Data in this exercise —
------------------------------------

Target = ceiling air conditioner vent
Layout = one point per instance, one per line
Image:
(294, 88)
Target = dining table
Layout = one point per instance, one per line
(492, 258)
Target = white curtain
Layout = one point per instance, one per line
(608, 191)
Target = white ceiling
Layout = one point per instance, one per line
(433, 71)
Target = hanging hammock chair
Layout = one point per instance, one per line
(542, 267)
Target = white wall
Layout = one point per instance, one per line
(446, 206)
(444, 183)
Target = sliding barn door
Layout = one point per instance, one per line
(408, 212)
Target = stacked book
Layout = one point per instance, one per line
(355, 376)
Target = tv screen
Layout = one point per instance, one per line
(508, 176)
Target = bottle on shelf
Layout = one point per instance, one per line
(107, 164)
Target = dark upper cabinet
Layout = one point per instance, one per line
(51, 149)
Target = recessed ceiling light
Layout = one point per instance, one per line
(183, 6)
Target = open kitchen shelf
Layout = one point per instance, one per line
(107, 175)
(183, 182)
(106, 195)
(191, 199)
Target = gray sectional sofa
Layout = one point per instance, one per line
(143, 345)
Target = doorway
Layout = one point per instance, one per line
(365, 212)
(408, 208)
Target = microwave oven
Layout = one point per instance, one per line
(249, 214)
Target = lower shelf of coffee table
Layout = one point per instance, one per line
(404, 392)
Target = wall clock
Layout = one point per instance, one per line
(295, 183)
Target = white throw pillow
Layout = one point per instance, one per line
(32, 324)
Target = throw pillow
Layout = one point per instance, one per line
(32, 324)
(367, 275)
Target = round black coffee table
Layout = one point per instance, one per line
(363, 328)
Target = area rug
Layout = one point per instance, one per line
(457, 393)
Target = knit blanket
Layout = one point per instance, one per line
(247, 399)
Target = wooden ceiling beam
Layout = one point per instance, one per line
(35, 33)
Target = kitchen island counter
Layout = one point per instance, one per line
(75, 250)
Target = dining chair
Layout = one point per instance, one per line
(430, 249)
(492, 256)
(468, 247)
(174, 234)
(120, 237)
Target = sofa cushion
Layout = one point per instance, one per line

------------------------------------

Try it — None of the records may be left out; each is to be restated exactly.

Answer space —
Target = ceiling air conditioner vent
Layout = one point per instance, one per line
Image:
(294, 88)
Target = dining table
Layout = one point per instance, one per line
(492, 258)
Target = white curtain
Layout = one point per instance, one per line
(608, 191)
Target = white ceiling
Layout = one point per instance, one per line
(433, 71)
Target = hanging hammock chair
Layout = one point per instance, one per line
(542, 267)
Target = white wall
Layout = one point per instance, one per line
(446, 206)
(444, 183)
Target = sliding barn door
Layout = one point per instance, one per line
(408, 212)
Target = stacked book
Layout = one point per instance, one per line
(355, 376)
Target = tv screen
Layout = one point per instance, one per line
(508, 176)
Target = bottle on shelf
Layout = one point per instance, one per line
(107, 164)
Target = dark upper cabinet
Layout = one point per instance, one per line
(51, 149)
Target = recessed ceiling light
Layout = one point per instance, one per line
(183, 6)
Target = open kitchen shelf
Layout = one point per instance, one per line
(107, 175)
(183, 182)
(106, 195)
(191, 199)
Target = gray sectional sofa
Layout = one point per instance, one per line
(143, 345)
Target = doorway
Layout = one point per instance, one per line
(365, 212)
(408, 208)
Target = microwave oven
Layout = one point per instance, one per line
(249, 214)
Target = lower shelf of coffee table
Layout = one point per instance, one per line
(404, 392)
Target = wall clock
Layout = one point per instance, one per line
(295, 183)
Target = white throw pillow
Layout = one point per instance, one per line
(32, 324)
Target = throw pillow
Layout = one point per instance, one per line
(32, 324)
(367, 275)
Target = round black coffee table
Layout = one point per instance, one per line
(363, 328)
Target = area rug
Layout = one point per instance, one per line
(457, 393)
Target = knit blanket
Layout = one point per instance, one per line
(247, 399)
Target = wooden ceiling beam
Layout = one point per instance, one per line
(35, 33)
Target = kitchen island counter
Layout = one point per instance, one per line
(75, 250)
Target = dining chair
Layout = one point per instance, one per line
(430, 249)
(492, 256)
(468, 247)
(174, 234)
(120, 237)
Target = sofa cushion
Layout = one point per instance, one per line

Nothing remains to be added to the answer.